— Task requirements —
Format the stretch from the line containing "Retail shelf audit request: identify where the blue" through the line containing "0,0 -> 342,171" as a Markdown table with two columns, Number and Line. Put each line in its own numbered row and leave out any blank lines.

** Begin Extracted entries **

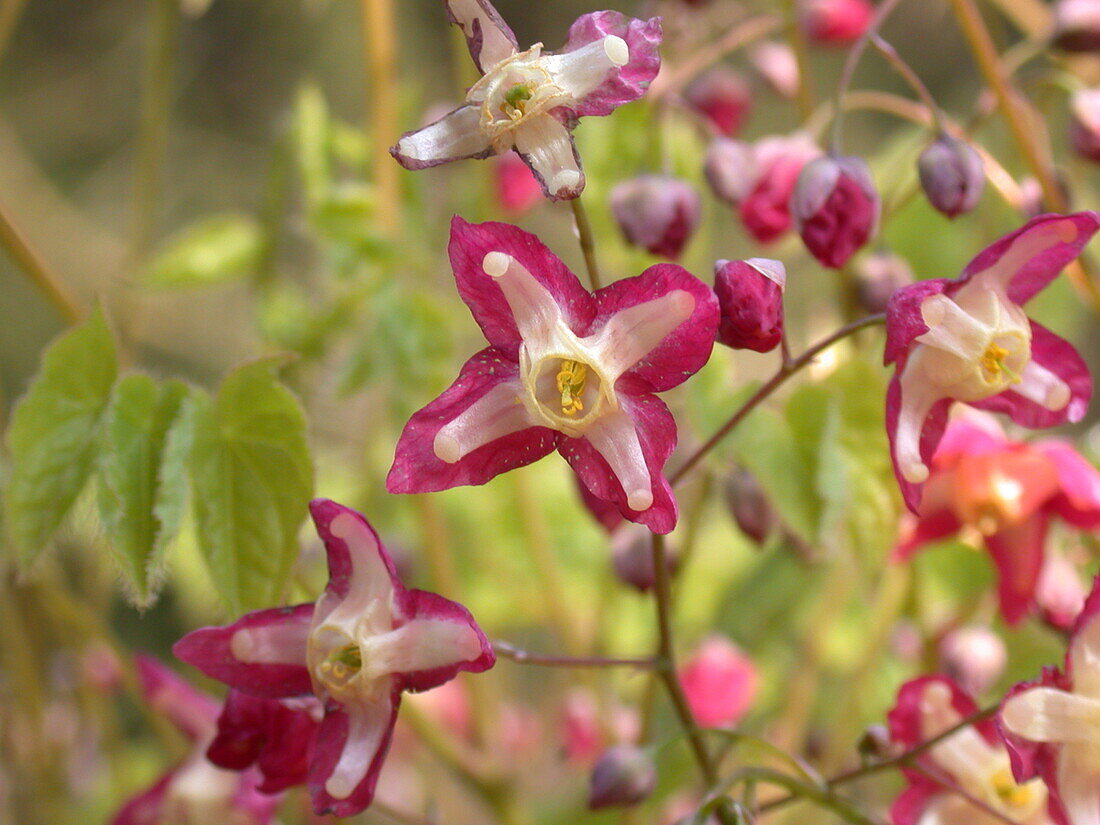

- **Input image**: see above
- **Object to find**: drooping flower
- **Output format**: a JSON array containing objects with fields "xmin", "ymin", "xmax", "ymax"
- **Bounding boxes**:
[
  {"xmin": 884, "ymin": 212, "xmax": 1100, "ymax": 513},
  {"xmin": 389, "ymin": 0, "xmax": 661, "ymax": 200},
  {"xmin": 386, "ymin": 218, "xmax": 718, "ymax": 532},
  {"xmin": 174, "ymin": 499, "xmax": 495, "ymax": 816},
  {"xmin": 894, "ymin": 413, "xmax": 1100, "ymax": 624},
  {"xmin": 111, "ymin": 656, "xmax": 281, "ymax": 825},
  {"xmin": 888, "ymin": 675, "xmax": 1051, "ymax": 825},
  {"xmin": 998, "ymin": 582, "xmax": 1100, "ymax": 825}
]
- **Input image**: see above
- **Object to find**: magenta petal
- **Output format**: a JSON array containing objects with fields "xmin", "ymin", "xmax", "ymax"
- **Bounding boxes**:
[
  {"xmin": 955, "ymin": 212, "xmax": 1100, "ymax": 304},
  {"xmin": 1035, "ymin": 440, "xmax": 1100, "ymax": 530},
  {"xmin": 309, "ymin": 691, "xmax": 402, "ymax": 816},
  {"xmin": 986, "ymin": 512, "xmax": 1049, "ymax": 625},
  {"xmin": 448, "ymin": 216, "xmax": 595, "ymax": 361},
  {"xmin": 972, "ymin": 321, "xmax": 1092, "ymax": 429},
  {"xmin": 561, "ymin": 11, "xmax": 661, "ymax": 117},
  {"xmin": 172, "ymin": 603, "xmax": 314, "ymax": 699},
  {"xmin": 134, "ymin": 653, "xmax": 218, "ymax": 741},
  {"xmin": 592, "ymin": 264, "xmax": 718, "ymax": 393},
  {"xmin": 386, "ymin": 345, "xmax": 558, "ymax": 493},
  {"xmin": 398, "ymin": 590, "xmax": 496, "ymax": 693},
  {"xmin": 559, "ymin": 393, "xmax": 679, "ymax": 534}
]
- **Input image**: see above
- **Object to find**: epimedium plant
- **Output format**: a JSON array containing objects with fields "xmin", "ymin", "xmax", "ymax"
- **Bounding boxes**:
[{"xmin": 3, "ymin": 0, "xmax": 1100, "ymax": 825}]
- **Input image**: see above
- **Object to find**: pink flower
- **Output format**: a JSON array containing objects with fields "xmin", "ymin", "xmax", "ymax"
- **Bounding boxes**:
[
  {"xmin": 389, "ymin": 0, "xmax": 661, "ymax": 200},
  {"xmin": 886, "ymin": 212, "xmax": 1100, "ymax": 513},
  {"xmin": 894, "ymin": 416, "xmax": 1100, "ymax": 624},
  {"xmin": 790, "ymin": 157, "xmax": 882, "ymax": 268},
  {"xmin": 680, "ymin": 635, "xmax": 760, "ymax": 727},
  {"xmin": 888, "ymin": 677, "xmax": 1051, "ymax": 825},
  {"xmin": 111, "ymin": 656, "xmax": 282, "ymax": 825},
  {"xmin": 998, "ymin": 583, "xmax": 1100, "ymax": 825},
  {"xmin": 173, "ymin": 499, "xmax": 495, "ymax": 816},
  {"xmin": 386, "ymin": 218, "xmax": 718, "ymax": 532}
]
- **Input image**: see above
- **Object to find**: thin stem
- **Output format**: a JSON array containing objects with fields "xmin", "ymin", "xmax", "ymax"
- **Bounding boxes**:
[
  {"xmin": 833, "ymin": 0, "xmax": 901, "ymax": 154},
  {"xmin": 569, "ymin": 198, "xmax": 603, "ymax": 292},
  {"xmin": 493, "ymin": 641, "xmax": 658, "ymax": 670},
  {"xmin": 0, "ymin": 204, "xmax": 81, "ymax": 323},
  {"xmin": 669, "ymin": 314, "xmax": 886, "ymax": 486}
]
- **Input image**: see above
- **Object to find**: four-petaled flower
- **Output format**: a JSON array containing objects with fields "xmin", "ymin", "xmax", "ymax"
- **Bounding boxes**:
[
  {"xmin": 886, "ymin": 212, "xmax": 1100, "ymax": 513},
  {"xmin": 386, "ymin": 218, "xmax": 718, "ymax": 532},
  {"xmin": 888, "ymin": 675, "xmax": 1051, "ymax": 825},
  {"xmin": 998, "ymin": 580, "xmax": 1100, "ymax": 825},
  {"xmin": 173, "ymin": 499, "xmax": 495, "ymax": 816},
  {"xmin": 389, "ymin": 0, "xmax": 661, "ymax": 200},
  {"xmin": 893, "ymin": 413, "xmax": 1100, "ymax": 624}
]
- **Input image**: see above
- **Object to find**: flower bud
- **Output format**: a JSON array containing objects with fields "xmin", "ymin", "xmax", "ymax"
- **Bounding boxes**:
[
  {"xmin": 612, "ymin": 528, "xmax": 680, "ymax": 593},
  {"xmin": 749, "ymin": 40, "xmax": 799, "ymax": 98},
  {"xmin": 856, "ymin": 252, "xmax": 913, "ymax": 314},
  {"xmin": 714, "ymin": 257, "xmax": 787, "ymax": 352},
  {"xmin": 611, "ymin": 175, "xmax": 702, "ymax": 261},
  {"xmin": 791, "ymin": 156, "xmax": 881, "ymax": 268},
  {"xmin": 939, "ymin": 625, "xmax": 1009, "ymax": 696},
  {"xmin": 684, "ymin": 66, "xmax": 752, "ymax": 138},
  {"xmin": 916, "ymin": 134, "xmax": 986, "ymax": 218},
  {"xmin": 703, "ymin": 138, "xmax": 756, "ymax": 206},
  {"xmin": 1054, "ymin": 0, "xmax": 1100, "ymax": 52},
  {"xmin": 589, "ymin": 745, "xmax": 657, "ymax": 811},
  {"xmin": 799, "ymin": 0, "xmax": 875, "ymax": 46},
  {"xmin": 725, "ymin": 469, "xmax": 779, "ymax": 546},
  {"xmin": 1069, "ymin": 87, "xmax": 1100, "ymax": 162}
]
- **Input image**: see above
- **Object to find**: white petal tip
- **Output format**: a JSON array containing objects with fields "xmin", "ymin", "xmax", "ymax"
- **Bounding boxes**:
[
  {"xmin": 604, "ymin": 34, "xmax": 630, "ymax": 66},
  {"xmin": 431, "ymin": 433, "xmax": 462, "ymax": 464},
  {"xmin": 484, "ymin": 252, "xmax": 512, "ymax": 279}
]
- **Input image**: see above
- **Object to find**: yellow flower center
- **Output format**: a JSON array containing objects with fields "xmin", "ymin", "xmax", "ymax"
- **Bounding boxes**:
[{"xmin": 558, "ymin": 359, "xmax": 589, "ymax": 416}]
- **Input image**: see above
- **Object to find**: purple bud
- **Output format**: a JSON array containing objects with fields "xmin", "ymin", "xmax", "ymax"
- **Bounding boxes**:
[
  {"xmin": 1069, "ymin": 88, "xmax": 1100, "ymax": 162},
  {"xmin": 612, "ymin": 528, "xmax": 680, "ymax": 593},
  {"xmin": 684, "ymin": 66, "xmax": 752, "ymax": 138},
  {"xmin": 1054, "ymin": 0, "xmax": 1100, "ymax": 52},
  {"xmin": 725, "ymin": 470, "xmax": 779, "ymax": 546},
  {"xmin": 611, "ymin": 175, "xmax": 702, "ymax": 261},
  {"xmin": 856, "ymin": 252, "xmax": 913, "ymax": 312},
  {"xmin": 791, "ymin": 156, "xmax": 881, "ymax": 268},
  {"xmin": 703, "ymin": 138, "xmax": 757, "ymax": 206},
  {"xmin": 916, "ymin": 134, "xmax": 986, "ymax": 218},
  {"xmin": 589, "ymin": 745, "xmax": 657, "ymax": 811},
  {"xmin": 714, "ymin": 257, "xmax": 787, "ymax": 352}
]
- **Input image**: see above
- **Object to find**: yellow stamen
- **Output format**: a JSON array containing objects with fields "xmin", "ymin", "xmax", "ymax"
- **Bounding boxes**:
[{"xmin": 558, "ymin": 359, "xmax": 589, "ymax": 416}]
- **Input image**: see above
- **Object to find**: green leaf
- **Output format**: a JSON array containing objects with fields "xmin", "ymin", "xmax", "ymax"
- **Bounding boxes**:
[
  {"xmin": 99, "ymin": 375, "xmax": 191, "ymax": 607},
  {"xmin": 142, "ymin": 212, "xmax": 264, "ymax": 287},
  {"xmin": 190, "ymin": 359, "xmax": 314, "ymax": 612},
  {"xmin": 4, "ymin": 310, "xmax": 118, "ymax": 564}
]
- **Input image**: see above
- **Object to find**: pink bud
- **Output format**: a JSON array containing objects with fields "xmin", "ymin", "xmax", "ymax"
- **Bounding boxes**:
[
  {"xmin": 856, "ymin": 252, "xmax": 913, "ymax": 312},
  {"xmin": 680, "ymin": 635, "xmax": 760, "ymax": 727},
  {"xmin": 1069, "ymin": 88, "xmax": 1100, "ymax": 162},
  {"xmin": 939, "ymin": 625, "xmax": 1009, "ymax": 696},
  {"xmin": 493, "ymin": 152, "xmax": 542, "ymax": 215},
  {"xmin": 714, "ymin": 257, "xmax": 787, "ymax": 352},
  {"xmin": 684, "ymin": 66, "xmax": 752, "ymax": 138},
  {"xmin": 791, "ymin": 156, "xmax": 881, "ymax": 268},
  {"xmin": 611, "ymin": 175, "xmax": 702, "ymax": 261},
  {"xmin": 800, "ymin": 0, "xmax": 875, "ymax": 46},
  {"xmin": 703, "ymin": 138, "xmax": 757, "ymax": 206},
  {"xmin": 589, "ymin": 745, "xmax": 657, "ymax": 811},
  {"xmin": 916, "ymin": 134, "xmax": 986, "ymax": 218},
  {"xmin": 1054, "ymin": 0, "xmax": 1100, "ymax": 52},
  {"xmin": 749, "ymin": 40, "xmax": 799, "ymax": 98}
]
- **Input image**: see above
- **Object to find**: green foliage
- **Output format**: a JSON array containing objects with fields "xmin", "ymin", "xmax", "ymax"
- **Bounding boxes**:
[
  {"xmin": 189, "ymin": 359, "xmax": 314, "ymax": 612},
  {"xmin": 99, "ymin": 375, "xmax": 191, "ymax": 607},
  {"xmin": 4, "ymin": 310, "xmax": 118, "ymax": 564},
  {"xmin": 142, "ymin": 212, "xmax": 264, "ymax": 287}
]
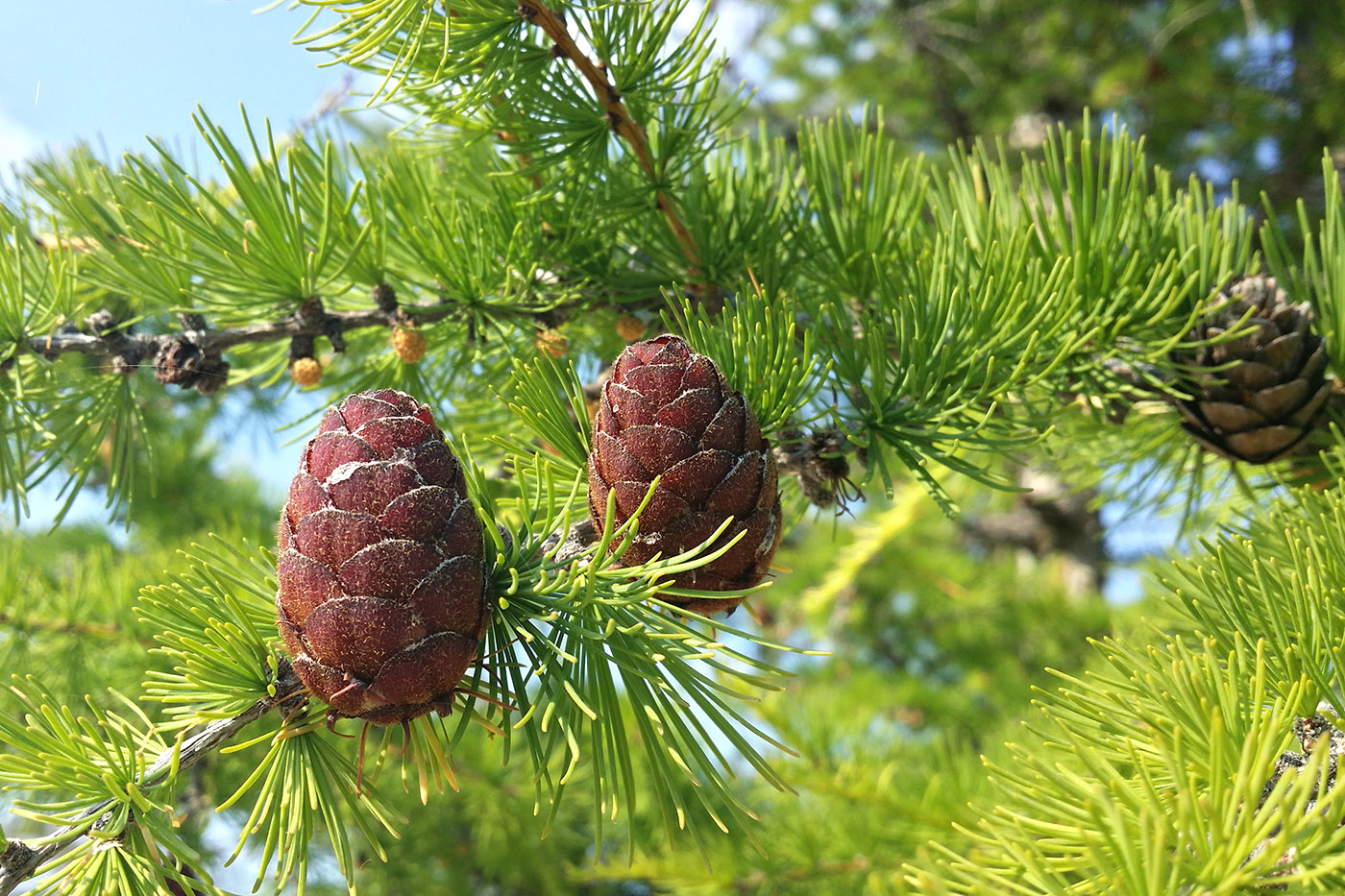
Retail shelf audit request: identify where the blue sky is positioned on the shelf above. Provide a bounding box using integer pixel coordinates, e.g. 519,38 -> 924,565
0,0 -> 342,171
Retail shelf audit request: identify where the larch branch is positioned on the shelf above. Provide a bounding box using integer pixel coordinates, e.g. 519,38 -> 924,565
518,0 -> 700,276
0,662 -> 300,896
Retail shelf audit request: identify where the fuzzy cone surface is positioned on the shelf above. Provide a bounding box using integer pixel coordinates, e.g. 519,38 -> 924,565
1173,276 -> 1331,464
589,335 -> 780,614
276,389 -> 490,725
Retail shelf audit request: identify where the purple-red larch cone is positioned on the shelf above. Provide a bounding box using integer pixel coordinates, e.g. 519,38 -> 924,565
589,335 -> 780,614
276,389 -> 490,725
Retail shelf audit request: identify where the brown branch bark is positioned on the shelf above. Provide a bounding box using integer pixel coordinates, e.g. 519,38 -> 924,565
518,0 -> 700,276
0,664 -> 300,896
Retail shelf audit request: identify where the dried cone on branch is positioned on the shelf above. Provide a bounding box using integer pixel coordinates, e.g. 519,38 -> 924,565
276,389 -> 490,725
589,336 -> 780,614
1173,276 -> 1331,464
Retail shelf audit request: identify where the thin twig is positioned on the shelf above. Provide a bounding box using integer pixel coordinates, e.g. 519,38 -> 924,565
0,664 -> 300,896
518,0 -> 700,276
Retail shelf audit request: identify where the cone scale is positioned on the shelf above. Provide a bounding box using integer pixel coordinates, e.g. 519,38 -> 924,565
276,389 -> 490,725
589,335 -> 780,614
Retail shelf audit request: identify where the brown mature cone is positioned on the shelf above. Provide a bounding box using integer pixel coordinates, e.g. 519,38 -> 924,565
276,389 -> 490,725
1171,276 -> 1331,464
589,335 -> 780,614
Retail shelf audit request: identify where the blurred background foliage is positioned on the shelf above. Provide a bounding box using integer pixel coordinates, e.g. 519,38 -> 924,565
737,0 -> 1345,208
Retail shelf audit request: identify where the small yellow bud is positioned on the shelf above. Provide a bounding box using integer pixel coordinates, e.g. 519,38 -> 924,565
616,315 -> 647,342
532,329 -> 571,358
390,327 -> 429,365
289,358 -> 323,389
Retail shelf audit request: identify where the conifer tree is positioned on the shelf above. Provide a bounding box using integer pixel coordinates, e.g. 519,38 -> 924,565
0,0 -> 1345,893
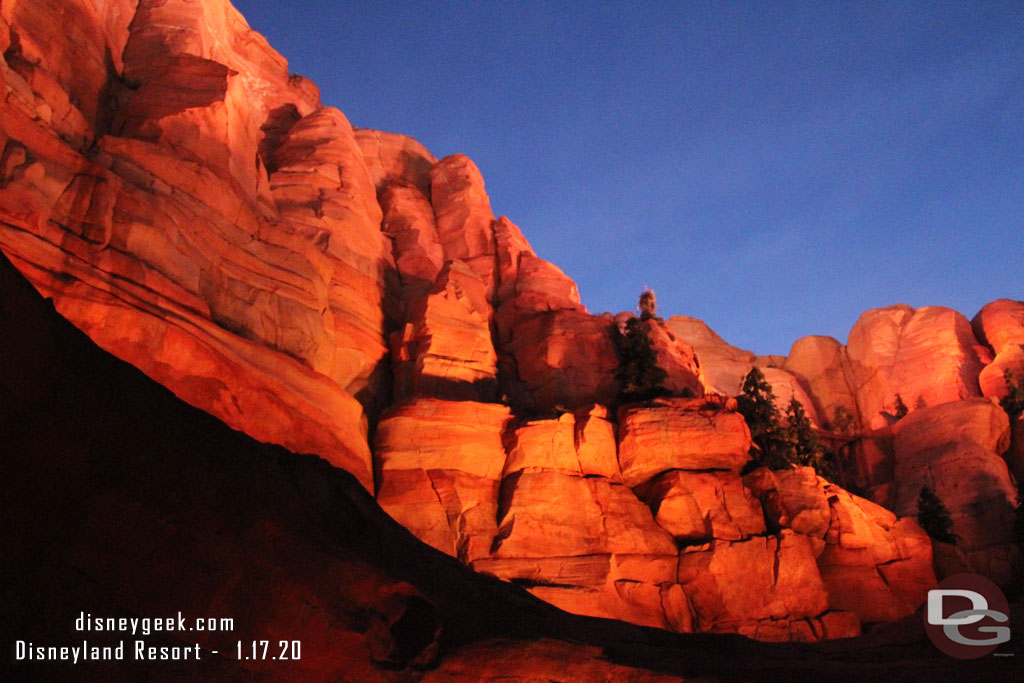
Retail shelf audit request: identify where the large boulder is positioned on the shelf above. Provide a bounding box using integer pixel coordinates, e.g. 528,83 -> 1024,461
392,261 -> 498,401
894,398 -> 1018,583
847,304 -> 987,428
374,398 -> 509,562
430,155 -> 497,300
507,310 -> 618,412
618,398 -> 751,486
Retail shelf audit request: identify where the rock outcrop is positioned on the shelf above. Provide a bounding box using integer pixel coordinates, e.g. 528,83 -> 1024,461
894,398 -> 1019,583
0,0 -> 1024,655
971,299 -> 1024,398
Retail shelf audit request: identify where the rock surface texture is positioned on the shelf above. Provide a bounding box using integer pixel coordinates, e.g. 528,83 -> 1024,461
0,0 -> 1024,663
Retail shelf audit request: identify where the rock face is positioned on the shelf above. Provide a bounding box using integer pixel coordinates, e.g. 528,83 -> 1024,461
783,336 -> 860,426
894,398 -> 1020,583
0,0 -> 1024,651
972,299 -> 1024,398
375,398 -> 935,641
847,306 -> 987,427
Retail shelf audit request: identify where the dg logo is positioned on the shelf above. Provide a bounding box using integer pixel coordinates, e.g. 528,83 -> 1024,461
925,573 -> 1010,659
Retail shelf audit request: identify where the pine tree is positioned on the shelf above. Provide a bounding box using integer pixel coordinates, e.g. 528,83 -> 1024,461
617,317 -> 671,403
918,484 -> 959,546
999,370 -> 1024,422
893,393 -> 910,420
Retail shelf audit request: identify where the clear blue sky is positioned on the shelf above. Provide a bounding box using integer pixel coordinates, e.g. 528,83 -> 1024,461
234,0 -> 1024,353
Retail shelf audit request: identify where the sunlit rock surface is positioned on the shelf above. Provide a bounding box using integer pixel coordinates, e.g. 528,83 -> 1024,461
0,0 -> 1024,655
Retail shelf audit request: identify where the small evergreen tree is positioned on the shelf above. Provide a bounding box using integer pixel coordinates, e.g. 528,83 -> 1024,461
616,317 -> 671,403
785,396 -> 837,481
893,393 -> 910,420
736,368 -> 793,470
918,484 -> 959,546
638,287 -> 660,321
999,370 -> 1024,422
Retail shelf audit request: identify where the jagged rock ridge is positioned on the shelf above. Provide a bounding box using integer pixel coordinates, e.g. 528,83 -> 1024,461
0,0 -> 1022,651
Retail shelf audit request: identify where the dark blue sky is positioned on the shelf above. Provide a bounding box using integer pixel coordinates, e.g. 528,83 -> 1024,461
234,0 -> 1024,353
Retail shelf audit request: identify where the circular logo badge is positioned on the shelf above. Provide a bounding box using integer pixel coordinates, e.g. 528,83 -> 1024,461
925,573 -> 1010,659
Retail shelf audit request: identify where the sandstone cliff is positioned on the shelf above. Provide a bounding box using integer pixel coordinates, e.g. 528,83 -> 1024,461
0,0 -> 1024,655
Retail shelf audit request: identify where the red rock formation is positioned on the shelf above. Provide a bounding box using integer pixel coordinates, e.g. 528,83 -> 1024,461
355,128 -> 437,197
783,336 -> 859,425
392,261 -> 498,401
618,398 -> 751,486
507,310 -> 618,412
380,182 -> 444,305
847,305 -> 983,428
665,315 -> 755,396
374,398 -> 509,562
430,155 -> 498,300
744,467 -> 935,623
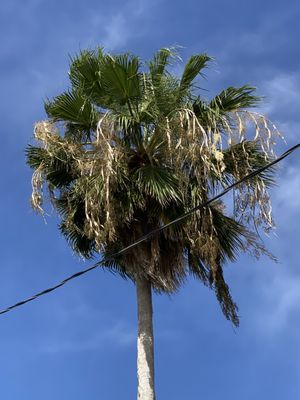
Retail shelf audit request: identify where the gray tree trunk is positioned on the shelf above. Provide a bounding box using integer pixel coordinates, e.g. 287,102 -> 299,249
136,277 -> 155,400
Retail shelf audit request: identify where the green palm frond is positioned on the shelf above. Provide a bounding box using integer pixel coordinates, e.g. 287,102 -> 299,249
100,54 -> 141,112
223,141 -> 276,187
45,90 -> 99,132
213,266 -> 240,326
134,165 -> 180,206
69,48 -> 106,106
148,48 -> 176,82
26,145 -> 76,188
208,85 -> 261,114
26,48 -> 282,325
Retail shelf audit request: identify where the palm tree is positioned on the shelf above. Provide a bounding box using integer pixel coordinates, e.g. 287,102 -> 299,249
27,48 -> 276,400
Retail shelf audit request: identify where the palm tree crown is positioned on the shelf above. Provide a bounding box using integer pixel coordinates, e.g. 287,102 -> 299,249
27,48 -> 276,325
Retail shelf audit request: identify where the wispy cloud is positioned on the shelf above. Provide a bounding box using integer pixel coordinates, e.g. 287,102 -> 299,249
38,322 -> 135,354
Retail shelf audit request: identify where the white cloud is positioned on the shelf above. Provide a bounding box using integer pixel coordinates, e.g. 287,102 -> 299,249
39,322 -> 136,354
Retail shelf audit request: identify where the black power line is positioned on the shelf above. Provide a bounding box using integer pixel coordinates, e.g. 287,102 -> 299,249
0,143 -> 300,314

** End Extracted entries **

— Task result —
| Number | Line |
|---|---|
| 1 | Retail shelf audit request: identify where the blue sky is positioned on the shelf above. Provide a bounding box using integer pixel coordinates, e.g. 519,38 -> 924,565 |
| 2 | 0,0 -> 342,171 |